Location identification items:

****************

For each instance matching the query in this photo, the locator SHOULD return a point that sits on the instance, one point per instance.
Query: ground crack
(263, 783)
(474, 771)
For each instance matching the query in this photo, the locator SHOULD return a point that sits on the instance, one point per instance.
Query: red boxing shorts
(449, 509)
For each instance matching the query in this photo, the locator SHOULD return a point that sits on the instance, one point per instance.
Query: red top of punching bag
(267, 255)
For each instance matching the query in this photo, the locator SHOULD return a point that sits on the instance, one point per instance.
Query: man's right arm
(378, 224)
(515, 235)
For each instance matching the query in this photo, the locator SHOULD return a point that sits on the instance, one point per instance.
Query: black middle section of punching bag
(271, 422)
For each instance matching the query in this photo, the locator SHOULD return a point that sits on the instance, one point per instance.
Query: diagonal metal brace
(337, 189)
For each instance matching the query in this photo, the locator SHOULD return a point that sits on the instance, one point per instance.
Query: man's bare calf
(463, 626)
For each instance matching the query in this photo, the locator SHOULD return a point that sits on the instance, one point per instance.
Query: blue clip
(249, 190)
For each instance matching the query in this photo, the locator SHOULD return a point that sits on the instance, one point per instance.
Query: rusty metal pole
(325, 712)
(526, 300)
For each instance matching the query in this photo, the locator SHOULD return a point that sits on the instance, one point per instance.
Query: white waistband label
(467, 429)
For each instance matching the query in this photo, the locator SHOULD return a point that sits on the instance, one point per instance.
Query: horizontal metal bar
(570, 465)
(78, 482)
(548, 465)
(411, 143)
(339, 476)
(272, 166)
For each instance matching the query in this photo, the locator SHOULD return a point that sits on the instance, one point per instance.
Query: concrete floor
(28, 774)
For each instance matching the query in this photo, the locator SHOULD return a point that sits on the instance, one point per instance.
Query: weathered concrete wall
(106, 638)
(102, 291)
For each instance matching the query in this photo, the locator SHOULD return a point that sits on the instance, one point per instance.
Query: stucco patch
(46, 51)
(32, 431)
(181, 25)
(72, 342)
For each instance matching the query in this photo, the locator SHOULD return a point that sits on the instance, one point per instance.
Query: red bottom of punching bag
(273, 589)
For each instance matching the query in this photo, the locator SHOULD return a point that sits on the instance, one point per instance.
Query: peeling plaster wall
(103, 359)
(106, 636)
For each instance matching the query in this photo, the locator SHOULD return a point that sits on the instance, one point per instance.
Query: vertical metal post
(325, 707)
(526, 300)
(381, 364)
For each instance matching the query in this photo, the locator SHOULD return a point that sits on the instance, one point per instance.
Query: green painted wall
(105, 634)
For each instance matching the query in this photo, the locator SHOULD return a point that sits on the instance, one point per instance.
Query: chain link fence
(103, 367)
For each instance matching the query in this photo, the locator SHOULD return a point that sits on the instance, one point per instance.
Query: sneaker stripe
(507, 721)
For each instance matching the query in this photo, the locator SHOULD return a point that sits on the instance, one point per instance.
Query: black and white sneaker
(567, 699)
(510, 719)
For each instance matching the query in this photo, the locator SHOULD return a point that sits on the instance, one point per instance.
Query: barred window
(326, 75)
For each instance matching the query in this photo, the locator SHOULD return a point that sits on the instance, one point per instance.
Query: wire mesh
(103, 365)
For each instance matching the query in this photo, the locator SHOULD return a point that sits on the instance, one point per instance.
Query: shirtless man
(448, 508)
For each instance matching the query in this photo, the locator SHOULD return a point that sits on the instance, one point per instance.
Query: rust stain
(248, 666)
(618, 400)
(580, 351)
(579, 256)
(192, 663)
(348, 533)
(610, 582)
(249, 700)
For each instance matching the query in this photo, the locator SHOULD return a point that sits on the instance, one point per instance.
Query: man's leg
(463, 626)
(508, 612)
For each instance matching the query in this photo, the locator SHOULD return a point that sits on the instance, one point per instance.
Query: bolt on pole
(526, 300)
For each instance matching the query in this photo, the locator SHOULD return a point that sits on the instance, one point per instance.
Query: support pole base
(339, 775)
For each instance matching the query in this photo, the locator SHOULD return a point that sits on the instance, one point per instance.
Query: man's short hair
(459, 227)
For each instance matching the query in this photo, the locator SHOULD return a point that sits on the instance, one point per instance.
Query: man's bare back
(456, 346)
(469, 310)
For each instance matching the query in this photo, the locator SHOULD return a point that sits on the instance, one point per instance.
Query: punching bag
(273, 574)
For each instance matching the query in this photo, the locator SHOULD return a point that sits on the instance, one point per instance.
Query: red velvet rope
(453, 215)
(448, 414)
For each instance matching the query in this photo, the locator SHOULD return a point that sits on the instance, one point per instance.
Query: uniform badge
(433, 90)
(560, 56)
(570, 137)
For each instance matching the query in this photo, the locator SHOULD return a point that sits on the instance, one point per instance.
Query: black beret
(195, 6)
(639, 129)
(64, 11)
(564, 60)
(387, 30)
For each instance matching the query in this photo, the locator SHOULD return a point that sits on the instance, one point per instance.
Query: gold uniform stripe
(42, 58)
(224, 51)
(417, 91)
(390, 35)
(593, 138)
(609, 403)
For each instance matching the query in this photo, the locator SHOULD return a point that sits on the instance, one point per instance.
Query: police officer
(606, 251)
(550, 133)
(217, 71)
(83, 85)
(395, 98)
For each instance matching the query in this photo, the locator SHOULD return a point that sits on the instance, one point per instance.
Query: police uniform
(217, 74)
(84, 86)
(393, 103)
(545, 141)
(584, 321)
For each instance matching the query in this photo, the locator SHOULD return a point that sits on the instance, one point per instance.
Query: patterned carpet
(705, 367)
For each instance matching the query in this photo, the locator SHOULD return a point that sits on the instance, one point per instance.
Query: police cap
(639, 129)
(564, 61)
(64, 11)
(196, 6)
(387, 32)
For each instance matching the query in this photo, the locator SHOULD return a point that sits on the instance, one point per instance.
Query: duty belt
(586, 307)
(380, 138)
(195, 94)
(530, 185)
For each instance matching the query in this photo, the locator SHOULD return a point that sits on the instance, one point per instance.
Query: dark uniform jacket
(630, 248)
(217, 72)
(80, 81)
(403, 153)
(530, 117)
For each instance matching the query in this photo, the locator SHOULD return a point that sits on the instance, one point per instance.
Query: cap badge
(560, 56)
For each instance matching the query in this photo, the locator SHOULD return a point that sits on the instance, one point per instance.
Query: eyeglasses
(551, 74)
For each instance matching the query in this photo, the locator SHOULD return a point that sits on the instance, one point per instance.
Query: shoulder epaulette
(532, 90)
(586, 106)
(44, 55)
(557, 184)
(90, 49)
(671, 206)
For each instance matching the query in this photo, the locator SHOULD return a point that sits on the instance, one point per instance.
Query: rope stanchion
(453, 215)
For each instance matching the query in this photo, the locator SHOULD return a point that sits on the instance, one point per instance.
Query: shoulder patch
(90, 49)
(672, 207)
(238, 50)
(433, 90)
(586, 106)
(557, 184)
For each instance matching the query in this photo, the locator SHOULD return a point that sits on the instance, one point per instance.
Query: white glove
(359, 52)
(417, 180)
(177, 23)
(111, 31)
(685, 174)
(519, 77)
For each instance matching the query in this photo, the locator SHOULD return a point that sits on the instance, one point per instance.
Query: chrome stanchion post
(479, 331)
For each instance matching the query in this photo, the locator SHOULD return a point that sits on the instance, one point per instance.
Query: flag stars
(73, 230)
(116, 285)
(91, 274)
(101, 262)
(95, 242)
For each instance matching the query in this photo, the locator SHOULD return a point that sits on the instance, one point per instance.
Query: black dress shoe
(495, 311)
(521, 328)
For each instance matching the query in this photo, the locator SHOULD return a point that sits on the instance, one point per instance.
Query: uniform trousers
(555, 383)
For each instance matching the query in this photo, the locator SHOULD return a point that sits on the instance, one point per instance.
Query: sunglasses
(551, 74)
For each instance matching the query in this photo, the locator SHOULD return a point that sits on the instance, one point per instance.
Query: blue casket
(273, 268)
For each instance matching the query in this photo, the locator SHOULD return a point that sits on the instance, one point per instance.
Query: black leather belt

****************

Task instructions:
Count the lines in the records above that contain the string "badge", treating uppercase and lowercase as different, and give only the number.

Solution for this exercise:
2